**Task goal**
In the listing below, can you rewrite the part that opens with the line containing "For every instance of the yellow" and closes with the line containing "(356, 1037)" as a numbered list, leaving out any blank lines?

**Information supplied**

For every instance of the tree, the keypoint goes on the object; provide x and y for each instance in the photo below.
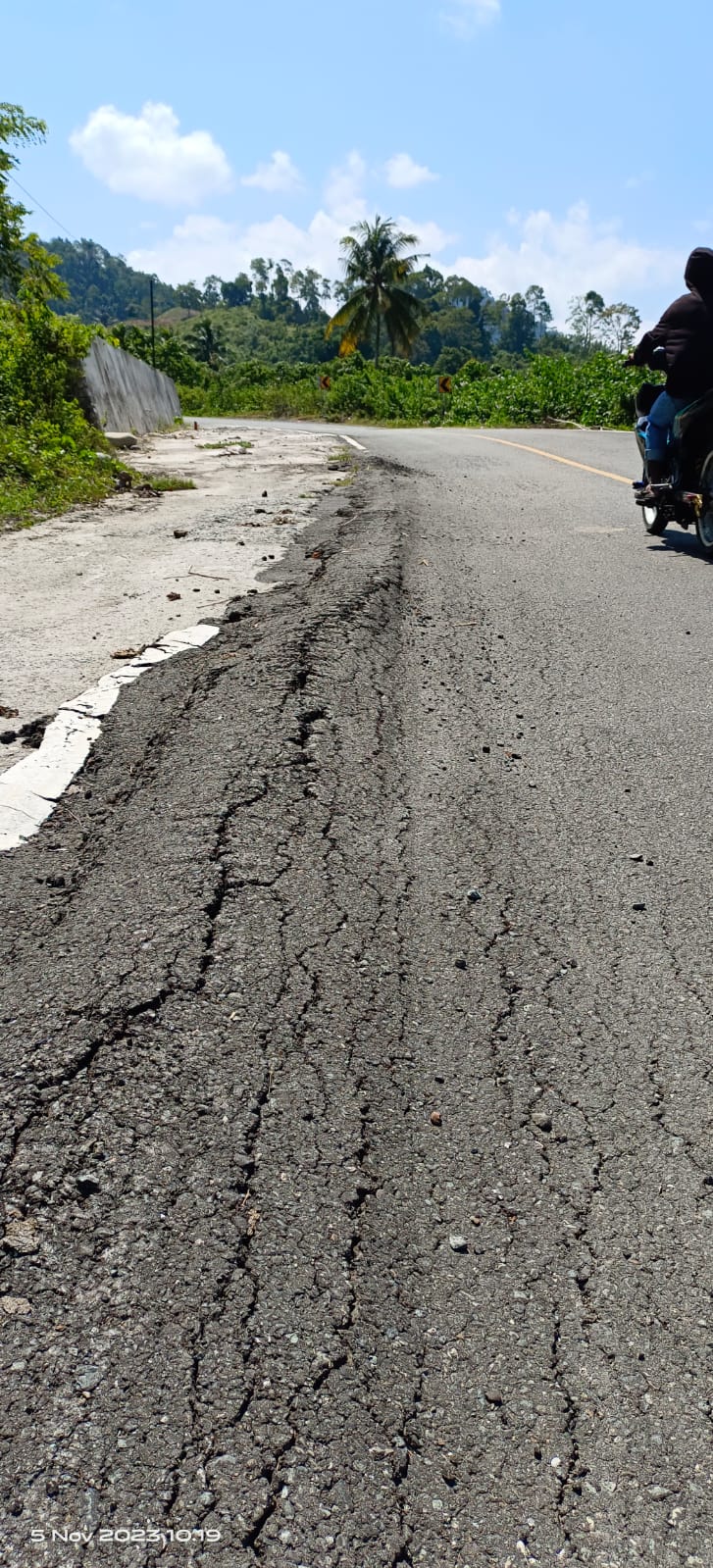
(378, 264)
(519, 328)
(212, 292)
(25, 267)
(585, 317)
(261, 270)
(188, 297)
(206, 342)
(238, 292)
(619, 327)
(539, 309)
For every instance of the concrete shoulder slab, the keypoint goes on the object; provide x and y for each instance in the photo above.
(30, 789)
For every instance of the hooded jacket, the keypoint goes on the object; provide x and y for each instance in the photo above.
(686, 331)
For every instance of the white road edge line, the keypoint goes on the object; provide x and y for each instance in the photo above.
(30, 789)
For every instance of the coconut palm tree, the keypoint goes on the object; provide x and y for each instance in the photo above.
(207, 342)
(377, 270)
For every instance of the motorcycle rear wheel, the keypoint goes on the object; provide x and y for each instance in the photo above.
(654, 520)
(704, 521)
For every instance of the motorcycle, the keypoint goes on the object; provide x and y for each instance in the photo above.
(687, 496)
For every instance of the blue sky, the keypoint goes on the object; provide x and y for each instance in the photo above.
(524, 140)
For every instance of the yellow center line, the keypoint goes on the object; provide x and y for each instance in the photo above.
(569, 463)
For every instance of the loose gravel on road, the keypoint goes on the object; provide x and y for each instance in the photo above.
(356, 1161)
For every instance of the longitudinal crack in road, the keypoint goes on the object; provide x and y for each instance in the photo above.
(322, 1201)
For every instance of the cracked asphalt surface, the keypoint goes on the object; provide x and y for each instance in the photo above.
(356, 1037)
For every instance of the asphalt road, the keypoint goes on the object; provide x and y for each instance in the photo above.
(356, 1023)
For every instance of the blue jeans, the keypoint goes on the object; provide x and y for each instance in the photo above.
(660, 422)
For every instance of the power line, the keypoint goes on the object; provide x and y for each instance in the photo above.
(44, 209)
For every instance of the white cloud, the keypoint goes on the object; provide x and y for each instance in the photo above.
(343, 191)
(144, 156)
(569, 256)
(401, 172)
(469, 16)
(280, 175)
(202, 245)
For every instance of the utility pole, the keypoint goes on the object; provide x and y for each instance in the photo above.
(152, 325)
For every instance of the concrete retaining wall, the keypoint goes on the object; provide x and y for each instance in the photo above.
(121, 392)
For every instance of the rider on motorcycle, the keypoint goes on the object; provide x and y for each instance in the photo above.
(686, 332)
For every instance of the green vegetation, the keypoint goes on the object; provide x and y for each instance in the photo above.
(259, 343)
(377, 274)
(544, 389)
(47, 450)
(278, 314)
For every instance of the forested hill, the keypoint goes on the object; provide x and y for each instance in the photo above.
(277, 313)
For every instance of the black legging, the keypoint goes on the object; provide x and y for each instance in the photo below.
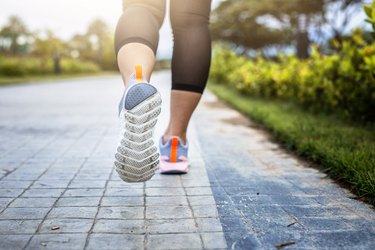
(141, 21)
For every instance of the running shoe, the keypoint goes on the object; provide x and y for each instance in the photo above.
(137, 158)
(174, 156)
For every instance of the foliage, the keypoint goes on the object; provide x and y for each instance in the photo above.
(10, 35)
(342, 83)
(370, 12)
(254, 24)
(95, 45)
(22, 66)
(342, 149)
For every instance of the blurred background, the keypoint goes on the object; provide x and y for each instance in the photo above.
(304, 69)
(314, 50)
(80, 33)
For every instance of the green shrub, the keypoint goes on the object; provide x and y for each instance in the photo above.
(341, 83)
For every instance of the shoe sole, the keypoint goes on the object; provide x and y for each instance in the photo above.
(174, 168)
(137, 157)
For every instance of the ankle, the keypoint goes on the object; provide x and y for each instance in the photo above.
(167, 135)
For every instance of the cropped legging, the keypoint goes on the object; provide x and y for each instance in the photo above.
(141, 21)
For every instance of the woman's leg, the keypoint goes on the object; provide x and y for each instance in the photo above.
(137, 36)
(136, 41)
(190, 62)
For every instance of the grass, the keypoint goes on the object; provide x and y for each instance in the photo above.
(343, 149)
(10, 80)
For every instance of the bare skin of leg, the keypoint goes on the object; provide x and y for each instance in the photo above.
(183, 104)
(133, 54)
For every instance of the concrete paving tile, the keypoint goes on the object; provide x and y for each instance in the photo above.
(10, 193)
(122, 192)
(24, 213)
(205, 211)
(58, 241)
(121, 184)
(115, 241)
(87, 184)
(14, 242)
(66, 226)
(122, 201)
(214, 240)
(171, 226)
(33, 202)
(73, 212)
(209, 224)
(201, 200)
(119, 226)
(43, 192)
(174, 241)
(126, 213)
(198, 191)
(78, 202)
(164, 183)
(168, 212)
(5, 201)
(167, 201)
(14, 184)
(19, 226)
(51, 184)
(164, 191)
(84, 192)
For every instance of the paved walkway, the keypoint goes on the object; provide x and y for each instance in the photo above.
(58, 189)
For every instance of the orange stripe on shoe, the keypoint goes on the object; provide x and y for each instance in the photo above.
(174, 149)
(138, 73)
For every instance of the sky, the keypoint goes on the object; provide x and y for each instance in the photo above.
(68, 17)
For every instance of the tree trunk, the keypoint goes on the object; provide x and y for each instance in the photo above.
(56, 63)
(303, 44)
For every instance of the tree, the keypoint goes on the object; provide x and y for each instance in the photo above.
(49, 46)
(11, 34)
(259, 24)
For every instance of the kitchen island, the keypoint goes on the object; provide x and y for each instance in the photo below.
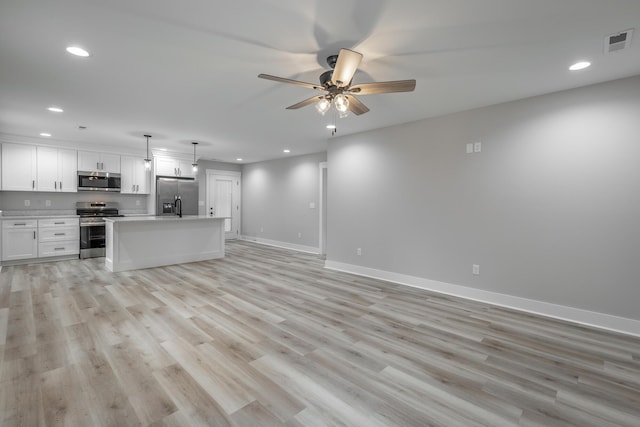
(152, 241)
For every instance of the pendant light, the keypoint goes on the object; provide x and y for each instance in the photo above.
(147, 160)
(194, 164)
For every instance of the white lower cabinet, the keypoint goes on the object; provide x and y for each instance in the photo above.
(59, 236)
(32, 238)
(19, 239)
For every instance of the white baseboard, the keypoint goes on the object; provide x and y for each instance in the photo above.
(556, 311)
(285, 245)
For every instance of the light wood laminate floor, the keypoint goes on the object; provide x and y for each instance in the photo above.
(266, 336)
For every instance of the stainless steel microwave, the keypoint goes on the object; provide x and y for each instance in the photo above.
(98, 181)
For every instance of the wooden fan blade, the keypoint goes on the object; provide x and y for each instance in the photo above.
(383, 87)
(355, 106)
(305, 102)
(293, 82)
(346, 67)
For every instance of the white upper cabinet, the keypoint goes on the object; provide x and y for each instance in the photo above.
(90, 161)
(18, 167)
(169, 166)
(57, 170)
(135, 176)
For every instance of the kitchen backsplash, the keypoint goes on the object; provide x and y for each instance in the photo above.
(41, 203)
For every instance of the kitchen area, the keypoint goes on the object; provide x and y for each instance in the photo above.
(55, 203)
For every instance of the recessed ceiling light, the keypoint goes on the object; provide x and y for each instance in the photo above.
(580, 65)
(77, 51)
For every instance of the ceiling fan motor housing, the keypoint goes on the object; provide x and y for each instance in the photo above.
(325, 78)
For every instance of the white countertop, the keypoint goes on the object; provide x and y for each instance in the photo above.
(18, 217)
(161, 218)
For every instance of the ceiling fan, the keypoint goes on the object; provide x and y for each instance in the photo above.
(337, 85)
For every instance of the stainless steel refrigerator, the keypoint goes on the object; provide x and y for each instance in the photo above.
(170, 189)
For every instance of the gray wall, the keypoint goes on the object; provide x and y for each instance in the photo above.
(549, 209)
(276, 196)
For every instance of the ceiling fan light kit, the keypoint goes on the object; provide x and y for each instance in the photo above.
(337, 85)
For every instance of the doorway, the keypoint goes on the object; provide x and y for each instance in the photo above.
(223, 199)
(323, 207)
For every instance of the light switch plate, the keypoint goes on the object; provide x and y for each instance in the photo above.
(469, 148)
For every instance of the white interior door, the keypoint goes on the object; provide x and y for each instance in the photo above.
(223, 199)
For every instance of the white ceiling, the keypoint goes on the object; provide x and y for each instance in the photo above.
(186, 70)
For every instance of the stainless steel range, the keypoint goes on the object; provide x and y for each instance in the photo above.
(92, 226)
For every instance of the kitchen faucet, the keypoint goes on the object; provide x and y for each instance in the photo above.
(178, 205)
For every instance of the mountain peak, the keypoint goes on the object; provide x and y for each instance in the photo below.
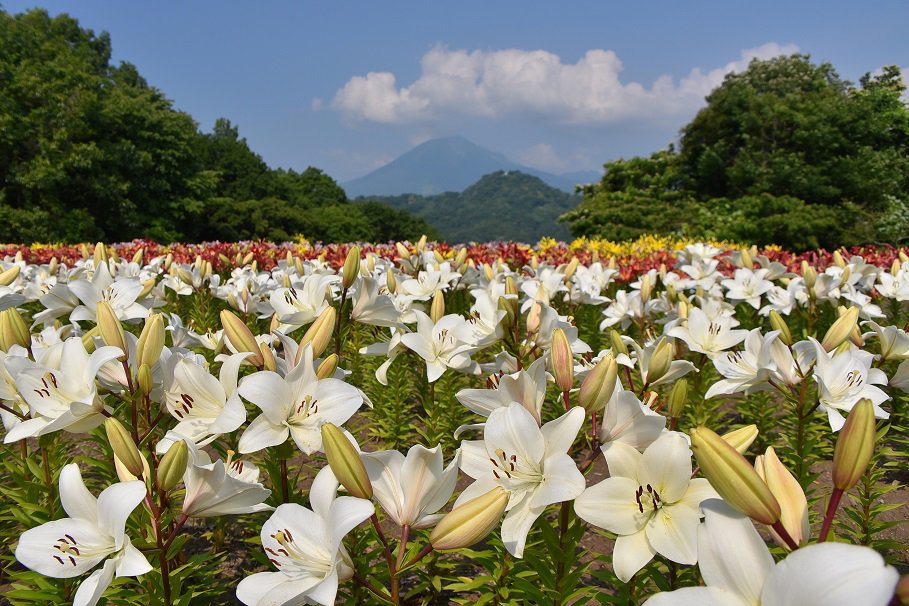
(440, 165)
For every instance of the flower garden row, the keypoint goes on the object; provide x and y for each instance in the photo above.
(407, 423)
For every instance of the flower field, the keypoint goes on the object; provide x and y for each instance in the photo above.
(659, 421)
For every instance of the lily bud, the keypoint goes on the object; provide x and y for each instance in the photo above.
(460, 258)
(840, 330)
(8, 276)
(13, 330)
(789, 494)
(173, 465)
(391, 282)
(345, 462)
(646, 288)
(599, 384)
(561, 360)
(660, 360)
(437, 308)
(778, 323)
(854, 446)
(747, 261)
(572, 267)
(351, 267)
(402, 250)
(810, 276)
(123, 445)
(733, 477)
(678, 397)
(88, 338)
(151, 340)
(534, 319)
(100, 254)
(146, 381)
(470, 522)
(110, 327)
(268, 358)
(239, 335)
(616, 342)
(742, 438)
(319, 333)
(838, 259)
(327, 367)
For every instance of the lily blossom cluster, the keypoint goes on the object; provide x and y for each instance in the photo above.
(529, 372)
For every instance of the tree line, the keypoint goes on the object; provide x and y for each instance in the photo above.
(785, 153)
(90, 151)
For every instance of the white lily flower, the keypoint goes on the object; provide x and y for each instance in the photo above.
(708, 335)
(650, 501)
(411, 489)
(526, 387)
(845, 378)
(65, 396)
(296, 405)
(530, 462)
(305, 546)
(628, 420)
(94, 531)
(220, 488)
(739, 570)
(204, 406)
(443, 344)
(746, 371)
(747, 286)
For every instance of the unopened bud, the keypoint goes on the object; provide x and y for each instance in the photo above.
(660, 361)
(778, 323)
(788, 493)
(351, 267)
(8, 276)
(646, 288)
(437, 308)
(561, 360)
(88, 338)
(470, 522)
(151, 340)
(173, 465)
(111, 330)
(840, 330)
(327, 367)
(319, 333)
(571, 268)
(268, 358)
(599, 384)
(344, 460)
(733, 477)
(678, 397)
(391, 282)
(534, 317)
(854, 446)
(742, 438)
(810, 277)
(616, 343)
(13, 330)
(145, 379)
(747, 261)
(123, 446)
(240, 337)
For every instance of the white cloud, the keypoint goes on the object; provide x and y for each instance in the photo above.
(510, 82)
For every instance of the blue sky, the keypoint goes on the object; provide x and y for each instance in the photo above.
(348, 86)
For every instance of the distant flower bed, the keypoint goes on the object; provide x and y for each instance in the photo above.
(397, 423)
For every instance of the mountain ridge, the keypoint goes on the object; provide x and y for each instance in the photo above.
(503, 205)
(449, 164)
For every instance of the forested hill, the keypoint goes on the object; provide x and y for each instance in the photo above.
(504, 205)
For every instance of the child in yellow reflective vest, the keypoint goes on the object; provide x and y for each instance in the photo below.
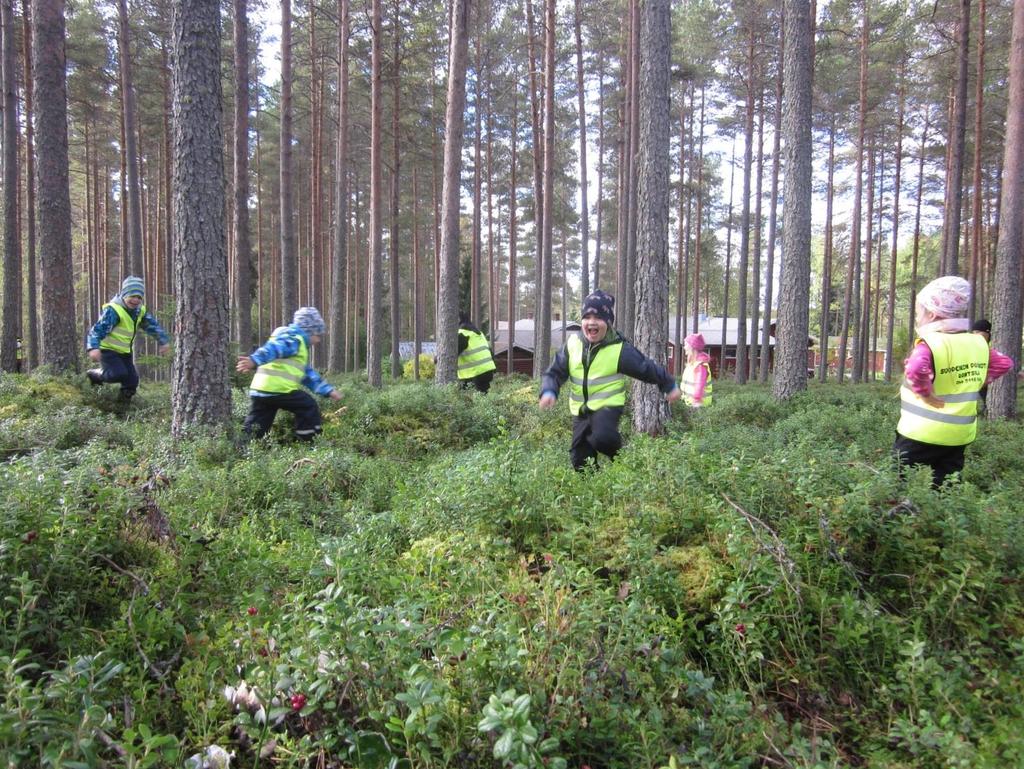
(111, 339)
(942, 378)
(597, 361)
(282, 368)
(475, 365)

**Solution for this problem**
1. For every instance of the yellow center line, the keypoint goes on the object; provide x and y for each instance in the photo above.
2. (569, 463)
3. For every instance of the loose gravel on road, the keypoint goes on the object; provide x and y for each instance in the photo above.
4. (356, 1161)
5. For every instance of the longitudinal crack in road, the keypoint goes on the object; provide x and y for each instance in the photo above.
6. (322, 1201)
7. For every instance of the cracked asphalt surface, the keypoint goes on the object; provide x and y for each instance in the photo above.
8. (356, 1037)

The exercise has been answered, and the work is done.